Michael Anthony Deering (born November 25, 1967), known by his stage name Mikey D, is an American rapper. He is best known for being a lead member of the groups Mikey D & The L.A. Posse and Main Source. As a member of Main Source, he replaced Large Professor, who parted ways with the group due to business differences. In 1994, he appeared on Main Source's second album, Fuck What You Think, as the lead MC.

Early life and education 
Mikey D was born on November 25, 1967, in Laurelton, Queens, New York City, New York. Born to Linda Deering and Victor Fisher. His parents were separated when he was young and was raised by his grandparents, Jerome and Betty Deering in Laurelton Queens, New York. He attended PS 37 in Queens. He then attended JHS 231 in Queens.

He attended Springfield Gardens High School.

Career 
Mikey first started rapping at a young age at his junior high school, after hearing music by the Cold Crush Brothers and Clientele Brothers, which inspired him to become an MC. He was the youngest member to join the Clientele Brothers, a group of emcees consisting of Eddie O'Jay and Will Seville He would be writing rhymes and freestyling in parks and areas around his neighborhood, getting training help by O'Jay and Seville, trying to develop his skills and rhymes flows in his adolescence.

While in high school, he met future emcee/actor LL Cool J. Although, him and Mikey didn't go to the same school together. They went to their own separate schools. James went to Andrew Jackson High School. They would come over to each of their own schools they were attending and freestyling rhymes with each other. He was known as J-Ski, but Mikey would suggest a new name for his moniker. He would give him a stage name "Ladies Love", but didn't want it in his stage name. He shortened it to just "LL", put it next to the word "Cool" and added "J", which stood for his first name, James.

Lines of data
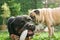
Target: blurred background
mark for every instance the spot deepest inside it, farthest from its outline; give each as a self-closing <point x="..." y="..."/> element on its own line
<point x="10" y="8"/>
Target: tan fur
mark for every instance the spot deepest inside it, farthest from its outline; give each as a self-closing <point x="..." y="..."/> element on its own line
<point x="48" y="16"/>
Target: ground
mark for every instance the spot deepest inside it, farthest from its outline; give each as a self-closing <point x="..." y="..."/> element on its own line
<point x="40" y="36"/>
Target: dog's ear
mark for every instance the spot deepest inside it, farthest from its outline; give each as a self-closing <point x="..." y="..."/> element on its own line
<point x="37" y="12"/>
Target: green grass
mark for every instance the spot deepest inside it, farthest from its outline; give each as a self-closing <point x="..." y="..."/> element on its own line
<point x="40" y="36"/>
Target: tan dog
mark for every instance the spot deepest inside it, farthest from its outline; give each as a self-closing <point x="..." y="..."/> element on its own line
<point x="47" y="16"/>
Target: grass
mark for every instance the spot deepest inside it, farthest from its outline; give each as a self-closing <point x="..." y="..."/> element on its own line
<point x="40" y="36"/>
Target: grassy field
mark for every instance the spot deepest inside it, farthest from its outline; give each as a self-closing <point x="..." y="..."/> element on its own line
<point x="40" y="36"/>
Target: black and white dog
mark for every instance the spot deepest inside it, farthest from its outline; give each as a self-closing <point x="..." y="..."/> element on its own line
<point x="20" y="26"/>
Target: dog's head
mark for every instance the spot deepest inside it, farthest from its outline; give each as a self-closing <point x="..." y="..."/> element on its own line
<point x="35" y="15"/>
<point x="22" y="23"/>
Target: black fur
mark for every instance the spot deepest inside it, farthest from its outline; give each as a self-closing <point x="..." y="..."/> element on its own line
<point x="37" y="12"/>
<point x="19" y="22"/>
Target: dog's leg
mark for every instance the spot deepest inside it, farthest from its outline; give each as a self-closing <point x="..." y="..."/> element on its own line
<point x="51" y="31"/>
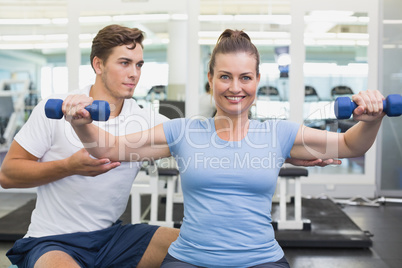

**GOAL:** Could you retype the Mikey D text, starting with "Early life and" and going on through "Gardens High School."? These lines of data have no connection to the text about the rapper Mikey D.

**EXERCISE RESPONSE:**
Early life and education 
Mikey D was born on November 25, 1967, in Laurelton, Queens, New York City, New York. Born to Linda Deering and Victor Fisher. His parents were separated when he was young and was raised by his grandparents, Jerome and Betty Deering in Laurelton Queens, New York. He attended PS 37 in Queens. He then attended JHS 231 in Queens.

He attended Springfield Gardens High School.